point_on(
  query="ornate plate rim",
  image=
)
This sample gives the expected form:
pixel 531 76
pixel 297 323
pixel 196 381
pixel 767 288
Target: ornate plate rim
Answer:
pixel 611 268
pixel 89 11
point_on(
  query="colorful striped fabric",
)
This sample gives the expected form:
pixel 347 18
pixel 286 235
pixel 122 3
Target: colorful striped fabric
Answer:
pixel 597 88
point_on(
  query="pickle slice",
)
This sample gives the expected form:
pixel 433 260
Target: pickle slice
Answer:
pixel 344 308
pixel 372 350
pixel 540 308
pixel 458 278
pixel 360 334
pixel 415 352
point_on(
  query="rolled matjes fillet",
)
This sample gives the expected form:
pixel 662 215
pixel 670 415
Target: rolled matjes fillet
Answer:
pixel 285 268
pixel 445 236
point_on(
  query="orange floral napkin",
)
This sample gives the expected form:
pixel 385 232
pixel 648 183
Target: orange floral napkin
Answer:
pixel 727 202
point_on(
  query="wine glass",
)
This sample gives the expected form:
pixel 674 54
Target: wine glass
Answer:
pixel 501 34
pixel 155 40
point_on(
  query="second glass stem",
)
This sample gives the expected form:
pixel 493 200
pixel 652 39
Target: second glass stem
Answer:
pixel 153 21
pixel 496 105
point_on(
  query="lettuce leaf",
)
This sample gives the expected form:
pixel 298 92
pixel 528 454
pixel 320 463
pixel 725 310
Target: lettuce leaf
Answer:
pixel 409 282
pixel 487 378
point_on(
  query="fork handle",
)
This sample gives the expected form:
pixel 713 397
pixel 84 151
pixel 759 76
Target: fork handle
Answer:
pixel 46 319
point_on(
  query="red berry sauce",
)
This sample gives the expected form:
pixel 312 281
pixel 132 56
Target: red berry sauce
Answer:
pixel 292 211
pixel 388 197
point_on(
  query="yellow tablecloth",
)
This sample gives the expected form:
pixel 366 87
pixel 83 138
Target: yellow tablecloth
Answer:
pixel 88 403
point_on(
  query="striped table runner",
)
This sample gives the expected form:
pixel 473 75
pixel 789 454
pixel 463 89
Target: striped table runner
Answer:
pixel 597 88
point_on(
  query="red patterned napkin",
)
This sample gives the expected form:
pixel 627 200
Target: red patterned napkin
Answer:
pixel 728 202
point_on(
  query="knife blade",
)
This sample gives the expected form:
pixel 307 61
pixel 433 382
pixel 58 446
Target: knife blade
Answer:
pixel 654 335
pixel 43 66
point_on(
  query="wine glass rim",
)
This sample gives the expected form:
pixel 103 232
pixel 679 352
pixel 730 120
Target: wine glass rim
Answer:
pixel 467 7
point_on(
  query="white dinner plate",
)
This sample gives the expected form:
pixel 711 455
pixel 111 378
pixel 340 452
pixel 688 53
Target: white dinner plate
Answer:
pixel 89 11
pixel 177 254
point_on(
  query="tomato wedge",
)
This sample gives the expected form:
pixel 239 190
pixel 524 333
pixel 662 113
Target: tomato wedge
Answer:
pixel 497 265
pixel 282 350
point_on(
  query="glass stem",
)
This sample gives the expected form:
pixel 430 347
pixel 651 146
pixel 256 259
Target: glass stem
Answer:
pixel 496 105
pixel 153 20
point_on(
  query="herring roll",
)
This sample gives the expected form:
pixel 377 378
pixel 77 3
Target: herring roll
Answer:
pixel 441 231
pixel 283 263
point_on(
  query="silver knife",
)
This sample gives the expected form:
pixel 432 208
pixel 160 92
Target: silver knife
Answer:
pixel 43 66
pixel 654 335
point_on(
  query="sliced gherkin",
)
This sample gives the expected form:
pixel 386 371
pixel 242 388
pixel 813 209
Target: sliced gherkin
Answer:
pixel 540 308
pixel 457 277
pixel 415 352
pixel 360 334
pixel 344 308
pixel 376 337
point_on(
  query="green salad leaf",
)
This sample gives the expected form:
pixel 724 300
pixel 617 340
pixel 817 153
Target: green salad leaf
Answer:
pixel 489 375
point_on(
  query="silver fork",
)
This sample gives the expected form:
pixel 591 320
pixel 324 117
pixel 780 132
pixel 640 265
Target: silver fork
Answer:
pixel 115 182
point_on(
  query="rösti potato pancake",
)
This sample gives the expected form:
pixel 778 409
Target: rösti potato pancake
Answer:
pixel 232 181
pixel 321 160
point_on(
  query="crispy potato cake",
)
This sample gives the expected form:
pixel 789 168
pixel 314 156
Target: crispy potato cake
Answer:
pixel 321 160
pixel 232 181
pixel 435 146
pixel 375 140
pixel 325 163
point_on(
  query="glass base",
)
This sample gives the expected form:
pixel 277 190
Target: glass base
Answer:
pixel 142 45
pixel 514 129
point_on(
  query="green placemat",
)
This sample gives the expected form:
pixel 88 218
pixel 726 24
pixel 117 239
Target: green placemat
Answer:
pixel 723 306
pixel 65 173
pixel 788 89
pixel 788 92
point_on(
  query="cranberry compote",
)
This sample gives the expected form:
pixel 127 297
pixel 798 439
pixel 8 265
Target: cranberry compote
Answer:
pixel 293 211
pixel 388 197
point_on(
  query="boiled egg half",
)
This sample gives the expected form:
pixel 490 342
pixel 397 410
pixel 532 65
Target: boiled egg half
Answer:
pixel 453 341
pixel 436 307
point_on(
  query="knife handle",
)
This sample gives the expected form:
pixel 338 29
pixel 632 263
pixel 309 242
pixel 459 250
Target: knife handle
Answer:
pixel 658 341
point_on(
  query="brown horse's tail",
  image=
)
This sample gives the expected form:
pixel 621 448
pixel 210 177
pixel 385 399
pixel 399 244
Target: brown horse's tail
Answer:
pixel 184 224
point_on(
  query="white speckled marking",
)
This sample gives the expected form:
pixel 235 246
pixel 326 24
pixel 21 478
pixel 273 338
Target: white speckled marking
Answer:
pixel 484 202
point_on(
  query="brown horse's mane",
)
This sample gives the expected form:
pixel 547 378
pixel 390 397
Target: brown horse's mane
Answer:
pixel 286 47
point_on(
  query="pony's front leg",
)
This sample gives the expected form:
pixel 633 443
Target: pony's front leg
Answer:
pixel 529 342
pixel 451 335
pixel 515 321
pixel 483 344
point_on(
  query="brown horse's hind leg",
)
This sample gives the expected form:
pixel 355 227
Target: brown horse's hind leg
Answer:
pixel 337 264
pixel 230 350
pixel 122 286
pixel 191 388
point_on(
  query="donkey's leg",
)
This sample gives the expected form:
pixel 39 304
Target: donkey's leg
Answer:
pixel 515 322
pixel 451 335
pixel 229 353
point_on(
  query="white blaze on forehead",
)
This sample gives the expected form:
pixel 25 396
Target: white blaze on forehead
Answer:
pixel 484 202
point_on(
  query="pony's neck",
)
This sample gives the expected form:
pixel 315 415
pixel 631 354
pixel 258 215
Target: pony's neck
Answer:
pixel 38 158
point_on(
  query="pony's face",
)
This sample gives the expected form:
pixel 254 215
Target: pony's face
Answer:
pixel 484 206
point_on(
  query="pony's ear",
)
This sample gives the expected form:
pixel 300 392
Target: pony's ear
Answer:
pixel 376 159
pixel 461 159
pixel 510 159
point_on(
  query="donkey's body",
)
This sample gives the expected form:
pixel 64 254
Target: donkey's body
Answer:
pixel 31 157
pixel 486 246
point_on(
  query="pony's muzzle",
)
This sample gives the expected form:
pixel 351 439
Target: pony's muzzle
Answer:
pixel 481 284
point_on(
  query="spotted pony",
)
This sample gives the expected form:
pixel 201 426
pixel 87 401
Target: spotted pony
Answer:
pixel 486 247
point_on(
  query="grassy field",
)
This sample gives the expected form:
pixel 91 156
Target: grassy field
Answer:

TASK OBJECTIVE → Reproduce each record shown above without altering a single word.

TASK OUTPUT →
point_on(
  query="ornate plate rim",
  image=
)
This sample gives the expected form:
pixel 531 76
pixel 297 323
pixel 196 381
pixel 767 288
Target: ornate plate rim
Answer:
pixel 611 268
pixel 89 11
point_on(
  query="colorful striped fabric",
)
This sample gives the expected form:
pixel 347 18
pixel 286 235
pixel 122 3
Target: colorful striped fabric
Answer:
pixel 597 88
point_on(
  query="pickle slice",
)
This sample gives the expected form:
pixel 433 260
Target: pickle slice
Answer:
pixel 344 308
pixel 372 350
pixel 540 308
pixel 458 278
pixel 360 334
pixel 415 352
point_on(
  query="rolled matjes fillet",
)
This sample gives the expected form:
pixel 662 215
pixel 670 415
Target: rolled matjes fillet
Answer:
pixel 285 268
pixel 445 236
point_on(
  query="orange floral napkin",
)
This sample gives the expected form:
pixel 385 232
pixel 648 183
Target: orange floral napkin
Answer:
pixel 727 202
point_on(
  query="wine glass",
)
This sample gives the expected form:
pixel 674 54
Target: wine glass
Answer:
pixel 501 34
pixel 155 40
point_on(
  query="second glass stem",
)
This sample gives the expected form:
pixel 493 200
pixel 652 39
Target: second glass stem
Answer:
pixel 153 21
pixel 496 105
point_on(
  query="lettuce leaf",
)
This sample gives the expected form:
pixel 298 92
pixel 528 454
pixel 320 463
pixel 725 310
Target: lettuce leaf
Answer:
pixel 409 282
pixel 487 378
point_on(
  query="fork handle",
)
This sample gives the expected form:
pixel 713 397
pixel 84 151
pixel 759 76
Target: fork handle
Answer:
pixel 46 319
point_on(
  query="red berry sauce",
)
This sample gives the expected form:
pixel 312 281
pixel 132 56
Target: red berry sauce
Answer:
pixel 292 211
pixel 388 197
point_on(
  query="yellow tablecloth",
)
This sample gives the expected form:
pixel 366 87
pixel 83 138
Target: yellow tablecloth
Answer:
pixel 88 403
point_on(
  query="striped table runner",
)
This sample gives the expected form:
pixel 473 75
pixel 789 454
pixel 463 89
Target: striped table runner
Answer:
pixel 597 88
point_on(
  query="red patterned napkin",
)
This sample gives the expected form:
pixel 627 200
Target: red patterned napkin
Answer:
pixel 728 202
point_on(
  query="knife blade",
)
This sample gives the expected form:
pixel 307 61
pixel 433 382
pixel 58 446
Target: knife blade
Answer:
pixel 654 335
pixel 43 66
point_on(
  query="wine glass rim",
)
This sample gives the expected form:
pixel 103 232
pixel 679 352
pixel 730 120
Target: wine glass rim
Answer:
pixel 467 7
point_on(
  query="white dinner plate",
)
This sample gives the expected form:
pixel 711 455
pixel 111 378
pixel 340 452
pixel 688 53
Target: white dinner plate
Answer:
pixel 89 11
pixel 177 254
point_on(
  query="tomato wedge",
)
This sample gives the expected form:
pixel 239 190
pixel 524 333
pixel 662 113
Target: tomato wedge
Answer:
pixel 497 265
pixel 282 350
point_on(
  query="glass stem",
)
This sample gives the expected form:
pixel 430 347
pixel 651 146
pixel 256 259
Target: glass stem
Answer:
pixel 496 105
pixel 153 20
point_on(
  query="herring roll",
)
This sample gives the expected form:
pixel 377 378
pixel 77 3
Target: herring roll
Answer:
pixel 441 231
pixel 283 263
point_on(
  query="silver knife",
)
This sample gives the expected form:
pixel 432 208
pixel 160 92
Target: silver knife
Answer:
pixel 43 66
pixel 654 335
point_on(
  query="sliced gherkin",
)
This sample gives the expected form:
pixel 386 371
pixel 242 388
pixel 813 209
Target: sliced gherkin
Answer:
pixel 540 308
pixel 457 277
pixel 415 352
pixel 360 334
pixel 344 308
pixel 376 337
point_on(
  query="green salad leaf",
)
This sample gives the expected form:
pixel 724 300
pixel 617 340
pixel 817 153
Target: green salad leaf
Answer:
pixel 489 375
point_on(
  query="silver fork",
)
This sample gives the expected form:
pixel 591 320
pixel 324 117
pixel 780 132
pixel 640 265
Target: silver fork
Answer:
pixel 115 182
point_on(
  query="rösti potato pancake",
)
This sample gives the expected form:
pixel 778 409
Target: rösti potato pancake
Answer:
pixel 232 181
pixel 321 160
point_on(
  query="crispy potato cake",
)
This sample gives the expected form:
pixel 789 168
pixel 314 156
Target: crispy potato cake
Answer:
pixel 321 160
pixel 232 181
pixel 435 146
pixel 375 140
pixel 325 163
point_on(
  query="glass base",
)
This sample gives the expected form:
pixel 277 190
Target: glass base
Answer:
pixel 142 45
pixel 514 129
point_on(
  query="green placemat",
)
This sample gives the expected form:
pixel 88 218
pixel 726 24
pixel 117 239
Target: green placemat
Answer:
pixel 723 306
pixel 65 173
pixel 788 89
pixel 788 92
point_on(
  query="cranberry compote",
)
This sample gives the expected form:
pixel 127 297
pixel 798 439
pixel 8 265
Target: cranberry compote
Answer:
pixel 293 211
pixel 388 197
point_on(
  query="boiled egg half",
)
This sample gives the expected form:
pixel 490 342
pixel 397 410
pixel 532 65
Target: boiled egg half
Answer:
pixel 453 341
pixel 436 307
point_on(
  query="knife handle",
)
This sample gives the expected form:
pixel 338 29
pixel 632 263
pixel 309 242
pixel 459 250
Target: knife handle
Answer:
pixel 658 341
point_on(
  query="brown horse's tail",
  image=
)
This sample gives the expected form:
pixel 621 448
pixel 210 177
pixel 385 399
pixel 399 244
Target: brown horse's tail
Answer:
pixel 184 224
point_on(
  query="white speckled marking",
)
This sample gives the expected form:
pixel 235 246
pixel 326 24
pixel 21 478
pixel 273 338
Target: white speckled marking
Answer:
pixel 484 202
point_on(
  query="brown horse's mane",
)
This sample gives the expected form:
pixel 547 378
pixel 390 397
Target: brown horse's mane
Answer:
pixel 286 47
point_on(
  query="pony's front leg",
)
This sample gives the expected form:
pixel 633 443
Target: pony's front leg
Answer:
pixel 529 342
pixel 451 335
pixel 515 321
pixel 483 344
point_on(
  query="brown horse's hind leg",
)
This sample gives the expected form:
pixel 355 227
Target: brown horse's hind leg
Answer:
pixel 337 264
pixel 230 350
pixel 122 286
pixel 191 388
point_on(
  query="donkey's leg",
)
This sample gives the expected form:
pixel 39 304
Target: donkey's leg
Answer:
pixel 515 322
pixel 451 335
pixel 229 353
point_on(
  query="white blaze on forehead",
)
This sample gives the expected form:
pixel 25 396
Target: white blaze on forehead
Answer:
pixel 484 202
point_on(
  query="pony's neck",
)
This sample gives the expected form:
pixel 315 415
pixel 631 354
pixel 258 215
Target: pony's neck
Answer:
pixel 38 158
point_on(
  query="pony's face",
)
This sample gives the expected form:
pixel 254 215
Target: pony's face
Answer:
pixel 484 206
point_on(
  query="pony's ear",
)
This sample gives the expected form:
pixel 300 392
Target: pony's ear
Answer:
pixel 376 159
pixel 461 159
pixel 510 159
point_on(
  query="donkey's body",
)
This sample gives the expected form:
pixel 64 254
Target: donkey's body
Answer:
pixel 31 157
pixel 486 246
point_on(
  query="pony's muzzle",
)
This sample gives the expected form:
pixel 351 439
Target: pony's muzzle
Answer:
pixel 481 284
point_on(
  query="spotted pony",
)
This sample gives the expected form:
pixel 201 426
pixel 87 401
Target: spotted pony
Answer:
pixel 486 247
point_on(
  query="grassy field",
)
This sample gives the expected form:
pixel 91 156
Target: grassy field
Answer:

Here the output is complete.